Список заданий:
A – Пожалуйста, выведите дословно фрагмент из текста для чтения, начиная со слов «Вот это-то утвержденное» и продолжая вплоть до слов «Аракчеевской эпохи, Шварц.».
B – Кого, согласно тексту для чтения, дали в командиры Семеновскому полку?

Текст для чтения:
------------------------------------------------

Выбрать главу

Изображая внешность Угрюм-Бурчеева, Щедрин говорит:

«Портрет этот производит впечатление очень тяжелое. Пред глазами зрителя восстает чистейший тип идиота, принявшего какое-то мрачное решение и давшего себе клятву привести его в исполнение. Идиоты вообще очень опасны, и даже не потому, что они неизменно злы (в идиоте злость или доброта — совершенно безразличное качество), а потому, что они чужды всяким соображениям и всегда идут напролом, как будто дорога, на которой они очутились, принадлежит исключительно им одним. Издали может показаться, что это люди хотя и суровых, но крепко сложившихся убеждений, которые сознательно стремятся к твердо намеченной цели. Однако это оптический обман, которым отнюдь не следует увлекаться».

И дальше:

«Если бы вследствие усиленной идиотской деятельности даже весь мир обратился бы в пустыню, то и этот результат не устрашил бы идиота. Кто знает, быть может, пустыня и представляет в его глазах именно ту обстановку, которая изображает собою идеал человеческого общежития.

Вот это-то утвержденное и вполне успокоившееся в самом себе идиотство и поражает зрителя в портрете Угрюм-Бурчеева. На лице его не видно никаких вопросов; напротив того, во всех чертах выступает какая-то солдатскиневозмутимая уверенность, что все вопросы давно уже решены».

Старое доверие к Аракчееву, возникшее еще в те годы, когда он заслонял от помешанного на воинских пустяках грозного отца юного Александра, /64/ в позднейшие годы тихого и неизлечимого религиозного помешательства Александра приняло патологические размеры.

Чем были военные поселения и как осуществлялся этот кантонистский бред — слишком известно. Тяжелое наследие сумасшедшего отца сказалось и в других случаях Александровского царствования. Например, в усмирении любимого Александром Семеновского полка, которому в командиры был дан «идиот», достойный Аракчеевской эпохи, Шварц.

Сказалось это и в университетских неистовствах Магницкого и Рунича, и в закрытии Библейского общества, в увольнении Голицына стараниями Аракчеева и, Фотия и, наконец, в увлечении Александра этим темным изувером Фотием.

------------------------------------------------

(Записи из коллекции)
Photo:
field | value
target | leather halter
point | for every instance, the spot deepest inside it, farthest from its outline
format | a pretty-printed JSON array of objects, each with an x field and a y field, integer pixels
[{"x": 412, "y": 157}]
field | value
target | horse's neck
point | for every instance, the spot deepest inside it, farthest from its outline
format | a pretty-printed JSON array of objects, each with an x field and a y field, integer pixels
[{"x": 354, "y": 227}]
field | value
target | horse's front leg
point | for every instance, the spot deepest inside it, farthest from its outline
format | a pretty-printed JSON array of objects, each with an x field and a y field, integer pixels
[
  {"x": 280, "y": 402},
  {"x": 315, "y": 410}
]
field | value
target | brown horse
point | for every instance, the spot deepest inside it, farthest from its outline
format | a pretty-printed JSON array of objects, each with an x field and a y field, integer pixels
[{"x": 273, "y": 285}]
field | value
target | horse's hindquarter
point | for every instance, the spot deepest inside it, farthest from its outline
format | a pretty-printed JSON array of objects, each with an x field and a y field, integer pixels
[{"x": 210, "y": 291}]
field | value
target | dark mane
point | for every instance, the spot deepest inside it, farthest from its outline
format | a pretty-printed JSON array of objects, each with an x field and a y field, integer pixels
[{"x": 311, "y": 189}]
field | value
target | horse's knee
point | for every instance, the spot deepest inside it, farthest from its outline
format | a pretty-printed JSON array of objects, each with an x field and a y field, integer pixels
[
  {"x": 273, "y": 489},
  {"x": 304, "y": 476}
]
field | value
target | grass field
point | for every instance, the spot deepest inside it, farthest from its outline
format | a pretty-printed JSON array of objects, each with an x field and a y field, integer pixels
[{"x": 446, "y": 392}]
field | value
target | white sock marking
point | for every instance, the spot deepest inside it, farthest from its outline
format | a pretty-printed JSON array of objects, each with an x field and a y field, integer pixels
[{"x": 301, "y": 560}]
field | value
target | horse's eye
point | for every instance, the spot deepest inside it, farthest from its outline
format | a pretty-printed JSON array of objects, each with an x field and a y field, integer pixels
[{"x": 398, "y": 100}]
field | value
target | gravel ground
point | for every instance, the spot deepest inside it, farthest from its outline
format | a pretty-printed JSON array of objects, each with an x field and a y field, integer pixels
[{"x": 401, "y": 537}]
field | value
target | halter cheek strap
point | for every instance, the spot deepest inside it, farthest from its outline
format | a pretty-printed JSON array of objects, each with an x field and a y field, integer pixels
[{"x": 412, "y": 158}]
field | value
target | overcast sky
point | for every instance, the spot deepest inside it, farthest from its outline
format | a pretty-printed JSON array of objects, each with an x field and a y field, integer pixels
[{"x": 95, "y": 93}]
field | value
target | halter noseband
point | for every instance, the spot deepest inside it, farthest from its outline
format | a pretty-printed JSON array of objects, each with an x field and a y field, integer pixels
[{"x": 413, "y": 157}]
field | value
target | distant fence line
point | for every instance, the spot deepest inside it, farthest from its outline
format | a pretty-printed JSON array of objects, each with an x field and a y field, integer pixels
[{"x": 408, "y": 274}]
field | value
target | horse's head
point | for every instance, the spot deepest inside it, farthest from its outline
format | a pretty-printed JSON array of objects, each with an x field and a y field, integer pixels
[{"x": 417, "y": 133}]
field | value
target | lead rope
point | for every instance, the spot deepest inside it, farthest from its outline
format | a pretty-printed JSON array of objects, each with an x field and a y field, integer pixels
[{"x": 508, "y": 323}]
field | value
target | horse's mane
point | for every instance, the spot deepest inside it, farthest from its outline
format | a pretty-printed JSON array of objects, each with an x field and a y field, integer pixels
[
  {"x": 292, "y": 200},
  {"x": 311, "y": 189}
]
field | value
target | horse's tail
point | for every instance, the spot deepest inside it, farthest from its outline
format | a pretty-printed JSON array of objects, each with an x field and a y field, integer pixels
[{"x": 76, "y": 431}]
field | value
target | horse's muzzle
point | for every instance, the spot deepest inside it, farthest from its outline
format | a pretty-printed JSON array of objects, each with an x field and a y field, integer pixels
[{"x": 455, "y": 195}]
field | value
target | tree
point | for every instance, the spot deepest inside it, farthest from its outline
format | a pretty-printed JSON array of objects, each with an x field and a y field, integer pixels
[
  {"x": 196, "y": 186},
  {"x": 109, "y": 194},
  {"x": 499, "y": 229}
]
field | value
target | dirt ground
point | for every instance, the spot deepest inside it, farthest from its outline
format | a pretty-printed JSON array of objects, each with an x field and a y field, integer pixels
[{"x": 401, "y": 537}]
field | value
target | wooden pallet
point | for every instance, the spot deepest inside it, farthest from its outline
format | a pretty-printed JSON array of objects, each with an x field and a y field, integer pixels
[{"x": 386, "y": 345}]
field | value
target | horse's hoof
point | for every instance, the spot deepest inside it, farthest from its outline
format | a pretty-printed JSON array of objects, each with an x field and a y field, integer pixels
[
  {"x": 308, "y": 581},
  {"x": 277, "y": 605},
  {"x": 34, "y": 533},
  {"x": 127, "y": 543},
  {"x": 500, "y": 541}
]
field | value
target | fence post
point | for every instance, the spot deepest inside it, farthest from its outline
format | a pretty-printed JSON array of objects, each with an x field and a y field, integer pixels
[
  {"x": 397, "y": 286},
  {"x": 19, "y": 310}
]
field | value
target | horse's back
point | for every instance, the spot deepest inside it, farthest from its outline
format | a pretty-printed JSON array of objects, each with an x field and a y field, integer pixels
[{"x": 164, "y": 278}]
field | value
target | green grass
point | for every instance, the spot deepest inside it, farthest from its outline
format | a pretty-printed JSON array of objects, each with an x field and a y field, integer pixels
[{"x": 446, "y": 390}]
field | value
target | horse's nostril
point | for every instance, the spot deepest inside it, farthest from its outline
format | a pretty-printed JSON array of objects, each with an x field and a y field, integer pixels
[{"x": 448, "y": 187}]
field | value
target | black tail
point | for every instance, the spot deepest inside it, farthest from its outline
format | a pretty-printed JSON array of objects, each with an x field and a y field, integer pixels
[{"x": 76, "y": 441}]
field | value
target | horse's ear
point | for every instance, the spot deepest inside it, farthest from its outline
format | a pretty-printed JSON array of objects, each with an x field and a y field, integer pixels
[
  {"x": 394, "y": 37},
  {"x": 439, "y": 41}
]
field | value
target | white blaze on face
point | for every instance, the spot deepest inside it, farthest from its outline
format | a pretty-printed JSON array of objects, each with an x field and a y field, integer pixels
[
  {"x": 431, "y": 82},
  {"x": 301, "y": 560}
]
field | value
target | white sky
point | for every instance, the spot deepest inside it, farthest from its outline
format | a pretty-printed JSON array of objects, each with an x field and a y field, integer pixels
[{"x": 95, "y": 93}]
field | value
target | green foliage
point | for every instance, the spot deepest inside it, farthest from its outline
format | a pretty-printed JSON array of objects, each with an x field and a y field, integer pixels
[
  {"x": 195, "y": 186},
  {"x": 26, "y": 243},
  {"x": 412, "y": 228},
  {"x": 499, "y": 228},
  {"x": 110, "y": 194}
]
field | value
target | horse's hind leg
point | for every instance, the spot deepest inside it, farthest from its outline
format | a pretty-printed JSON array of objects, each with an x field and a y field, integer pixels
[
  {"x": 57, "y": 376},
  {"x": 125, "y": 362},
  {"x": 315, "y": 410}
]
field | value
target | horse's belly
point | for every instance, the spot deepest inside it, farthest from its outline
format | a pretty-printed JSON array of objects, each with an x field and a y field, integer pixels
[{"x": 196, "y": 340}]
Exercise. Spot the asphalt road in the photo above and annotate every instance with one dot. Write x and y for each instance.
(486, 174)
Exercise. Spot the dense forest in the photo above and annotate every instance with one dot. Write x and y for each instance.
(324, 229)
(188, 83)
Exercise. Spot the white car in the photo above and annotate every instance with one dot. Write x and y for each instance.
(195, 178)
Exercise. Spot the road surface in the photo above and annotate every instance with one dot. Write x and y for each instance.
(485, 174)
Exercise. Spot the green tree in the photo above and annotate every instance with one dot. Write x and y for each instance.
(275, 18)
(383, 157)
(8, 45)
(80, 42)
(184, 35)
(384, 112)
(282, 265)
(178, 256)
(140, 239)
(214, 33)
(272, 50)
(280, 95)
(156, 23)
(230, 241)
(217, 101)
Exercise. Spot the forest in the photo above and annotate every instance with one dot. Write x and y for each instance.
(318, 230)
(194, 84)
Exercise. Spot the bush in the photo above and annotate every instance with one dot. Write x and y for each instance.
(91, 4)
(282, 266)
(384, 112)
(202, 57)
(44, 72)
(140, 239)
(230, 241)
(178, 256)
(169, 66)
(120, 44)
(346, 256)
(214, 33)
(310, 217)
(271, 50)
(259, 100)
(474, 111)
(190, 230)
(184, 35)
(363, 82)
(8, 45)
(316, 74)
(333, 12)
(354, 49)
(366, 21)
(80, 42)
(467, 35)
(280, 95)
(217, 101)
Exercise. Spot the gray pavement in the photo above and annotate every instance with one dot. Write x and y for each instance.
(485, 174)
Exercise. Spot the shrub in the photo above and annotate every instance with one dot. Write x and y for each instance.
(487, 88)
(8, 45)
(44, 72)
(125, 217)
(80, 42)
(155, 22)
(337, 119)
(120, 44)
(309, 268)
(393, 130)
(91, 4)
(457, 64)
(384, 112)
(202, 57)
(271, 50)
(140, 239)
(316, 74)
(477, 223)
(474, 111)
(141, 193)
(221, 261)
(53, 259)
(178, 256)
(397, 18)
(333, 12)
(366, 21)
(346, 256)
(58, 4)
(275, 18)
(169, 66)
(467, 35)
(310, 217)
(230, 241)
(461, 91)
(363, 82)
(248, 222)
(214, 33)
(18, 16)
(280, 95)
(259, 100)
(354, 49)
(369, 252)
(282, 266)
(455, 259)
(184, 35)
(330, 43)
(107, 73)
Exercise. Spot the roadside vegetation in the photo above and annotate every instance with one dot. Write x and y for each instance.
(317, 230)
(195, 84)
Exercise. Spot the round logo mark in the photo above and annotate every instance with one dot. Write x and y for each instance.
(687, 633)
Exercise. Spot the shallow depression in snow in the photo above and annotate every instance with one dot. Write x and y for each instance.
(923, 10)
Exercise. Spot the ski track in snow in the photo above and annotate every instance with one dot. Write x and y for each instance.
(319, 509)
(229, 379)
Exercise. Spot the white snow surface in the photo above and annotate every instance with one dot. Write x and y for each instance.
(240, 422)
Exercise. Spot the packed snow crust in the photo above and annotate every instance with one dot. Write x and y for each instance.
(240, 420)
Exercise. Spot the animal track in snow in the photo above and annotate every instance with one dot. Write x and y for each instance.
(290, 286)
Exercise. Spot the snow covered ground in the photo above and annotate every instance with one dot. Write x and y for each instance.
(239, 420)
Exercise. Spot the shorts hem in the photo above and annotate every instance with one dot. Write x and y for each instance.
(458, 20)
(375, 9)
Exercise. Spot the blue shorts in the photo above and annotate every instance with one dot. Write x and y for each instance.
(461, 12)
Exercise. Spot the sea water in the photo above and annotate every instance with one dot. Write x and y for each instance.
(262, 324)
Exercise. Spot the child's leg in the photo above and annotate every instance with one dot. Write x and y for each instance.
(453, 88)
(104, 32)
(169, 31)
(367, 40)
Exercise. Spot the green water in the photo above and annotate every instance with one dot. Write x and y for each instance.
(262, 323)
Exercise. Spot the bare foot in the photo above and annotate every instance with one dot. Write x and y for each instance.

------------------------------------------------

Ответы к заданиям:
A –
Вот это-то утвержденное и вполне успокоившееся в самом себе идиотство и поражает зрителя в портрете Угрюм-Бурчеева. На лице его не видно никаких вопросов; напротив того, во всех чертах выступает какая-то солдатскиневозмутимая уверенность, что все вопросы давно уже решены».

Старое доверие к Аракчееву, возникшее еще в те годы, когда он заслонял от помешанного на воинских пустяках грозного отца юного Александра, /64/ в позднейшие годы тихого и неизлечимого религиозного помешательства Александра приняло патологические размеры.

Чем были военные поселения и как осуществлялся этот кантонистский бред — слишком известно. Тяжелое наследие сумасшедшего отца сказалось и в других случаях Александровского царствования. Например, в усмирении любимого Александром Семеновского полка, которому в командиры был дан «идиот», достойный Аракчеевской эпохи, Шварц.

B – Шварца.